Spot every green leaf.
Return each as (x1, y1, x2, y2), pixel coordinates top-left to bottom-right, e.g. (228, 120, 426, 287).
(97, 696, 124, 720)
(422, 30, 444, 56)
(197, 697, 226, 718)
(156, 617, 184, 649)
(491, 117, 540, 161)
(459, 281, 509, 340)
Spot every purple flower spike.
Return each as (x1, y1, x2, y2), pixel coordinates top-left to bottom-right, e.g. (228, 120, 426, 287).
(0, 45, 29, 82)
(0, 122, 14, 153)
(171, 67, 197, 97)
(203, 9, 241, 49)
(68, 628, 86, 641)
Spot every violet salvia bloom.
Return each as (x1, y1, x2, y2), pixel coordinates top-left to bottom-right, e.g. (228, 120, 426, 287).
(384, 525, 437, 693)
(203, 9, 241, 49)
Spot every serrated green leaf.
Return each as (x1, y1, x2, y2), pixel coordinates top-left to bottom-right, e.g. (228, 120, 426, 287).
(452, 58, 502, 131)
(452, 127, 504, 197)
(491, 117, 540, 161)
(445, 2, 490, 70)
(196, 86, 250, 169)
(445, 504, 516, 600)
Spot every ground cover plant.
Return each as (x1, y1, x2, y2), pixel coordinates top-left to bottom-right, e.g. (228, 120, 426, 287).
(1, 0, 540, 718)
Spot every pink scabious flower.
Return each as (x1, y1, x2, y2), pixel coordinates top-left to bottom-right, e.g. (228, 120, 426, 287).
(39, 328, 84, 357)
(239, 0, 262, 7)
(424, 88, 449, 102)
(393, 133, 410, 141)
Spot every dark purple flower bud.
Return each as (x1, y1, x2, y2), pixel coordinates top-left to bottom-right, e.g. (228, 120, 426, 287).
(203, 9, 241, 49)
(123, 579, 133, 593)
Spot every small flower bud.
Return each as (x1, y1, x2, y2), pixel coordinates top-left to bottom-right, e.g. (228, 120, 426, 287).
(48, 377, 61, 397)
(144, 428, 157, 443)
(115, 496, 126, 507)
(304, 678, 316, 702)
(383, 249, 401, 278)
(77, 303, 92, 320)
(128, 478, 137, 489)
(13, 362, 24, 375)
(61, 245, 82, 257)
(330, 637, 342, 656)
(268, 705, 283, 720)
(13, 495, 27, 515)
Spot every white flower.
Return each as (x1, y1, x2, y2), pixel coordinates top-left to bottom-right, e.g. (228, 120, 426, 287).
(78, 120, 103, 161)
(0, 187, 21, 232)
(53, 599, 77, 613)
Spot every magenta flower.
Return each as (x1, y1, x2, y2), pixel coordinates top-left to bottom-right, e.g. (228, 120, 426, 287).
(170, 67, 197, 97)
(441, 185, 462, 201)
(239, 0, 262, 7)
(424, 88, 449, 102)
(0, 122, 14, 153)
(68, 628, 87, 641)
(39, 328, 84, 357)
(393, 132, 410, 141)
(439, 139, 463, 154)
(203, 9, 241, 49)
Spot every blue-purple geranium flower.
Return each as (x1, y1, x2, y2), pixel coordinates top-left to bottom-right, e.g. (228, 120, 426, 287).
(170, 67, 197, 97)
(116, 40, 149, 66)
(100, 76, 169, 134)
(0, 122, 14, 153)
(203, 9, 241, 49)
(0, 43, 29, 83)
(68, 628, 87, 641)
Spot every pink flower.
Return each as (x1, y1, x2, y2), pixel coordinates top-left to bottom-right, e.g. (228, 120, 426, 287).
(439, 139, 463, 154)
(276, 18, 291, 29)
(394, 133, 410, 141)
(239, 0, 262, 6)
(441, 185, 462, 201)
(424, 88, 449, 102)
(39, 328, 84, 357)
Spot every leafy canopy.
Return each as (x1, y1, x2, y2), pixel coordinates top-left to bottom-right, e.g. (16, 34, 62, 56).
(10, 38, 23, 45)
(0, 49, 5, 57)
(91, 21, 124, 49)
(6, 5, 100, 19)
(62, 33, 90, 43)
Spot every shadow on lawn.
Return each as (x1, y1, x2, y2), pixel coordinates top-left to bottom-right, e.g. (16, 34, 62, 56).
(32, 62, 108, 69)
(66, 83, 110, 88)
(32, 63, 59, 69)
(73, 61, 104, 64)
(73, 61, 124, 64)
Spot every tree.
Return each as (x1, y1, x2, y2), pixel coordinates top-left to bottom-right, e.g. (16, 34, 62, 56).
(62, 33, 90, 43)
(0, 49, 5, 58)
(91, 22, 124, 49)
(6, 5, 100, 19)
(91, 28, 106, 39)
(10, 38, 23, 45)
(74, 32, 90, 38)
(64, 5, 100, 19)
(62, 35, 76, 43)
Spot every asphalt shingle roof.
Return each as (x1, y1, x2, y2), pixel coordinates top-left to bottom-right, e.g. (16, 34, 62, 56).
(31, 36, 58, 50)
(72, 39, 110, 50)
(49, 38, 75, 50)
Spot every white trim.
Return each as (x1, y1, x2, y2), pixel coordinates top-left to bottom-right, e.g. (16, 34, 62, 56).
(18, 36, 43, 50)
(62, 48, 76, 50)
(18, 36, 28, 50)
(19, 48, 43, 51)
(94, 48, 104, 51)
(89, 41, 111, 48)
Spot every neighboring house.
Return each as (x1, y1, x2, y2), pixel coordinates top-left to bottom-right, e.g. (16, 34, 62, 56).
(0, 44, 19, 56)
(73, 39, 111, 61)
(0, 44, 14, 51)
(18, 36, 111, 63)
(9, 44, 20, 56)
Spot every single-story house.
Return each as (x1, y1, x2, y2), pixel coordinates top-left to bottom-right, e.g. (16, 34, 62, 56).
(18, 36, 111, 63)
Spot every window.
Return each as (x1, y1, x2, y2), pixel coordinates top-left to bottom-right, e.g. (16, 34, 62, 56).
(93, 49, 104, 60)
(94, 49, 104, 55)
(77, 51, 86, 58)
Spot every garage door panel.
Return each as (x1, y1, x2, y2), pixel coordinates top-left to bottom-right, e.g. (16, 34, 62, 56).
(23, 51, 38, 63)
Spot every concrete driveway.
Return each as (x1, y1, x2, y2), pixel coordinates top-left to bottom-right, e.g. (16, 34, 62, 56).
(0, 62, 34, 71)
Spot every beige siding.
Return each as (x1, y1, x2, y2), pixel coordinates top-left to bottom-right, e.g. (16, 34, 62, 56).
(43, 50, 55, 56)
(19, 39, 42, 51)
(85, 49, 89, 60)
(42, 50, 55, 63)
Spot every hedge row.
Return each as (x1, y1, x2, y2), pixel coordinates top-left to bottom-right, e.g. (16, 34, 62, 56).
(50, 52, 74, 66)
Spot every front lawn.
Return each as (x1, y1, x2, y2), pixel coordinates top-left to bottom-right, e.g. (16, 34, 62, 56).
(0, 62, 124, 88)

------------------------------------------------------------------------

Take the records above and copy them out exactly.

**Your response**
Spot every green leaf.
Return each as (x1, y1, x2, y2), pixel coordinates top-left to bottom-right, e.g. (228, 120, 426, 287).
(97, 696, 124, 720)
(422, 30, 444, 56)
(197, 697, 226, 718)
(156, 617, 184, 649)
(491, 117, 540, 161)
(459, 281, 509, 340)
Spot every purple flower spike.
Return each as (x1, y1, x2, y2), pixel coordinates top-left to bottom-right, e.g. (228, 120, 426, 287).
(0, 45, 29, 82)
(0, 122, 14, 153)
(171, 67, 197, 97)
(203, 9, 241, 49)
(68, 628, 86, 641)
Spot every violet salvia bloom.
Return each as (x1, y1, x2, y2), pixel coordinates top-left to bottom-right, e.g. (228, 120, 426, 287).
(384, 525, 437, 693)
(203, 9, 241, 49)
Spot every serrated green leaf.
Return each as (x1, y1, x2, y2), pixel coordinates top-left to bottom-right, e.g. (228, 120, 426, 287).
(452, 58, 502, 131)
(452, 127, 504, 197)
(491, 117, 540, 161)
(445, 2, 490, 70)
(196, 86, 250, 169)
(445, 504, 516, 600)
Spot every ground cover plant.
Return each as (x1, y1, x2, y2), pixel coordinates top-left to bottom-right, e.g. (228, 120, 426, 287).
(1, 0, 540, 718)
Spot every pink scabious flower.
Return each as (x1, y1, x2, y2), pixel coordinates top-left to bottom-right, e.g. (228, 120, 426, 287).
(39, 328, 84, 357)
(239, 0, 262, 7)
(424, 88, 449, 102)
(393, 133, 410, 141)
Spot every dark purple flower bud.
Return each as (x1, y1, x2, y2), pixel coordinates top-left to bottom-right, e.g. (228, 120, 426, 287).
(203, 9, 241, 49)
(123, 579, 133, 593)
Spot every small flower bud.
Return each as (x1, y1, x2, y2), pixel coordinates top-left to bottom-right, e.g. (228, 120, 426, 287).
(48, 377, 61, 397)
(144, 428, 157, 443)
(115, 496, 126, 507)
(304, 678, 316, 702)
(383, 249, 401, 278)
(77, 303, 92, 320)
(128, 478, 137, 489)
(13, 362, 24, 375)
(61, 245, 82, 257)
(330, 637, 342, 656)
(268, 705, 283, 720)
(13, 495, 27, 515)
Spot every white flower.
Return each as (x1, y1, x2, y2), pixel coordinates top-left to bottom-right, e.g. (228, 120, 426, 287).
(78, 120, 103, 161)
(0, 187, 21, 232)
(53, 599, 77, 613)
Spot every magenta flower.
Return each as (x1, y1, x2, y2), pixel coordinates top-left to bottom-right, e.g. (228, 120, 426, 287).
(170, 67, 197, 97)
(441, 185, 462, 201)
(239, 0, 262, 7)
(424, 88, 449, 102)
(0, 122, 14, 153)
(68, 628, 87, 641)
(39, 328, 84, 357)
(393, 132, 410, 141)
(439, 139, 463, 154)
(203, 9, 241, 49)
Spot every blue-purple geranium flower.
Return each as (x1, y1, x2, y2), pixel coordinates top-left to bottom-right, e.g. (228, 120, 426, 287).
(170, 67, 197, 97)
(116, 40, 149, 66)
(100, 76, 169, 134)
(0, 122, 14, 153)
(203, 9, 241, 49)
(0, 43, 29, 83)
(68, 628, 87, 641)
Spot every pink flower.
Return each as (x1, y1, x2, y2), pixel coordinates top-left to bottom-right, e.g. (228, 120, 426, 287).
(439, 139, 463, 154)
(276, 18, 291, 29)
(394, 133, 410, 141)
(239, 0, 262, 6)
(441, 185, 462, 201)
(424, 88, 449, 102)
(39, 328, 84, 357)
Spot every leafy canopy.
Return each as (x1, y1, x2, y2), pixel coordinates top-left to bottom-right, e.g. (16, 34, 62, 56).
(10, 38, 23, 45)
(0, 49, 5, 57)
(91, 21, 124, 49)
(6, 5, 100, 19)
(62, 33, 90, 43)
Spot every shadow on lawn.
Return each as (x1, y1, x2, y2), pixel coordinates top-left to bottom-right, e.g. (16, 34, 62, 56).
(32, 62, 108, 69)
(66, 83, 110, 88)
(32, 63, 59, 69)
(73, 61, 104, 64)
(73, 61, 124, 64)
Spot every tree.
Return each as (x1, y1, x2, y2), pixel coordinates top-left to bottom-right, e.g. (16, 34, 62, 56).
(62, 33, 90, 43)
(0, 49, 5, 58)
(91, 22, 124, 49)
(6, 5, 100, 19)
(91, 28, 106, 39)
(10, 38, 23, 45)
(74, 32, 90, 38)
(64, 5, 100, 19)
(62, 35, 76, 43)
Spot every asphalt shingle roof.
Return each as (x1, y1, x2, y2), pixel coordinates top-left to bottom-right, e.g. (16, 34, 62, 56).
(31, 36, 58, 50)
(72, 39, 110, 50)
(49, 38, 75, 50)
Spot every white trim.
Return each as (x1, y1, x2, y2), pixel coordinates top-left to bottom-right, e.g. (16, 34, 62, 56).
(18, 36, 43, 50)
(62, 48, 76, 50)
(18, 36, 28, 50)
(19, 48, 43, 51)
(94, 48, 104, 51)
(89, 41, 111, 48)
Spot every neighboring house.
Return each as (x1, y1, x2, y2), pixel coordinates top-left to bottom-right, e.g. (16, 34, 62, 56).
(0, 44, 19, 56)
(73, 39, 111, 61)
(0, 44, 14, 51)
(18, 36, 111, 63)
(9, 44, 20, 56)
Spot every single-story house.
Return each as (x1, y1, x2, y2), pixel coordinates top-left to bottom-right, e.g. (16, 34, 62, 56).
(18, 36, 111, 63)
Spot every window.
Return each as (x1, y1, x2, y2), pixel coordinates top-left to bottom-right, e.g. (16, 34, 62, 56).
(93, 49, 104, 60)
(94, 49, 104, 55)
(77, 51, 86, 58)
Spot every garage door panel.
Return each as (x1, y1, x2, y2), pixel coordinates top-left to bottom-right, e.g. (16, 34, 62, 56).
(23, 51, 38, 63)
Spot every concrete driveway.
Return each as (x1, y1, x2, y2), pixel coordinates top-left to bottom-right, e.g. (16, 34, 62, 56).
(0, 62, 34, 71)
Spot every beige siding.
Return each as (x1, y1, x2, y2), pixel coordinates top-left to bottom-right, e.g. (16, 34, 62, 56).
(43, 50, 55, 56)
(19, 39, 42, 51)
(85, 49, 89, 60)
(42, 50, 55, 63)
Spot every hedge row.
Return each as (x1, y1, x2, y2), pixel coordinates top-left to bottom-right, e.g. (16, 34, 62, 56).
(50, 52, 74, 66)
Spot every front lawn.
Return each as (x1, y1, x2, y2), pixel coordinates top-left to bottom-right, e.g. (16, 34, 62, 56).
(0, 62, 124, 88)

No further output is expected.